The problem ->
Copy out the data below word for word, keeping every line and number unchanged.

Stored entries

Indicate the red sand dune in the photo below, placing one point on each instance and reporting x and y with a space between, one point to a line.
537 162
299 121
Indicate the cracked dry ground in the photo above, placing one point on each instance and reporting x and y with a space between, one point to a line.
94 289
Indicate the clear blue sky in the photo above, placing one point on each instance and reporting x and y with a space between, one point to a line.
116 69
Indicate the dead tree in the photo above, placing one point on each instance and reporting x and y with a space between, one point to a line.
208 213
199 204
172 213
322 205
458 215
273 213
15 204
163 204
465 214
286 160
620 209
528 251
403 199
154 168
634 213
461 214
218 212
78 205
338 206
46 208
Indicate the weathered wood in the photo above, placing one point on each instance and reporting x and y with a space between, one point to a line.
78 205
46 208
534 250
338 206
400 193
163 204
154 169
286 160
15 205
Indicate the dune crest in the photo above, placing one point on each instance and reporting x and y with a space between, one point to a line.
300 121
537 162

Correct answer ->
Indicate the red sand dune in the photo below, placing one point on each instance and reporting x and y with a space between, one point to a line.
537 162
299 121
Indicate the cracked dry ground in the photo above, placing one point on each instance and reporting x and y with a space between, one point to a line.
94 289
Indicate the clear blue sky in the photo above, placing one point on each instance and reporting x and y with a space between, one point to a line.
116 69
Indicate the dead tree in the photo above, placing one point on each instance and reporting x and y with a space between, one point to a line.
208 213
199 204
172 213
322 205
458 215
273 213
15 204
163 204
465 214
286 160
620 209
528 251
403 199
154 168
634 213
461 214
218 212
78 205
338 206
46 208
Indicate the weathered wood in the photo above, placing one point on each instance and reporting x and y with a space between, one point to a line.
78 205
46 208
534 250
338 206
400 193
163 204
154 169
286 160
15 205
Indicate the dune crest in the photo above, placing one point on each instance and reporting x and y with a space between, one point to a line.
300 121
537 162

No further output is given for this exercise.